— Assignment —
Transcription, pictures excluded: write out the data below exactly.

— Records to use —

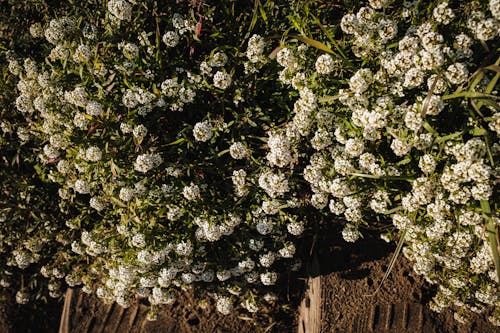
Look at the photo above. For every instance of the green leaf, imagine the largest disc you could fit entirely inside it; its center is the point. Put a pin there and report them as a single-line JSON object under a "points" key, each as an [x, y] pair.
{"points": [[176, 142], [478, 131], [492, 231], [314, 43]]}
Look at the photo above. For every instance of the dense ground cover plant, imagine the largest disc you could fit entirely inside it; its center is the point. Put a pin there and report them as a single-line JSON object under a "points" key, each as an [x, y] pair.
{"points": [[189, 152]]}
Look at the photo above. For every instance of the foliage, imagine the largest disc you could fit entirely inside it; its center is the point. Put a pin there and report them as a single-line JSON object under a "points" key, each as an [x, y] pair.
{"points": [[189, 149]]}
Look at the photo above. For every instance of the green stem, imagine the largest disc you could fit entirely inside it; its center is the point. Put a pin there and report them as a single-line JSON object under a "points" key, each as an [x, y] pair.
{"points": [[492, 231]]}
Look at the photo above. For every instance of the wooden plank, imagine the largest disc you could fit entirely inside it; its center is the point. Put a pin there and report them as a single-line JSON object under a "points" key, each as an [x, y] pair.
{"points": [[310, 307], [64, 325]]}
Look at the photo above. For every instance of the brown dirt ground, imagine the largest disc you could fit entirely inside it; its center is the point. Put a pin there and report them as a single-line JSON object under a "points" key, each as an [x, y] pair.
{"points": [[349, 274]]}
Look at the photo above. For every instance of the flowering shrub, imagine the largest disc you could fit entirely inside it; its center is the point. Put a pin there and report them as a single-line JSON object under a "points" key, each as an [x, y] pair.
{"points": [[189, 153]]}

— Task output —
Look at the photo above. For every instance of the green leaf, imagine the largest disc you could fit entirely inside it; its center is the point. Put a pin there and report them as a single-line JSON object under a "points" key, each as an [x, y] pair.
{"points": [[176, 142], [478, 131], [492, 231], [314, 43]]}
Look at the photo above. For every instance of the dense ground cover plant, imagine the largest disc you could fit entirely inside it; its center is the point. Put a pin there and report them as a single-line JSON object under a "points" key, each as an [x, y] pair.
{"points": [[189, 152]]}
Look at the photo above. For every instance of the foliage, imagine the largest disc you could fit entirely inside it; its center is the point. Put a pin there and report them as a single-line JSON object under a "points" key, each as an [x, y] pair.
{"points": [[189, 149]]}
Look at the photo above. For every instance of the green stem, imagine the largest disc you could fit entirely inside it; its center is the point. Put a pin there and report them as a single-line JSON object under a "points" key, each as an [x, y] pair.
{"points": [[492, 231]]}
Look at the photo above. For every instance of the wooden plank, imagine the largest disc you could fit entirely inside it; its center is the point. Put a pin there and report them as a single-line JSON object under a "points" key, each as an [x, y] pair.
{"points": [[310, 307], [64, 325]]}
Look at the photo above. For every instance of the brown dirt ground, imagine the largest disc you could fit entirely inside it; its center is the point. Put a pin there and report them as a single-line JSON object under a "points" key, each as an [x, y] pair.
{"points": [[349, 274]]}
Look at the photo above. For every instance of the flowering shrub, imagine the largest disc you could fit entirely inside it; its center is the point. Put a pin there and report them as a single-line JSON object under a "points" key, each as an [x, y] pair.
{"points": [[189, 153]]}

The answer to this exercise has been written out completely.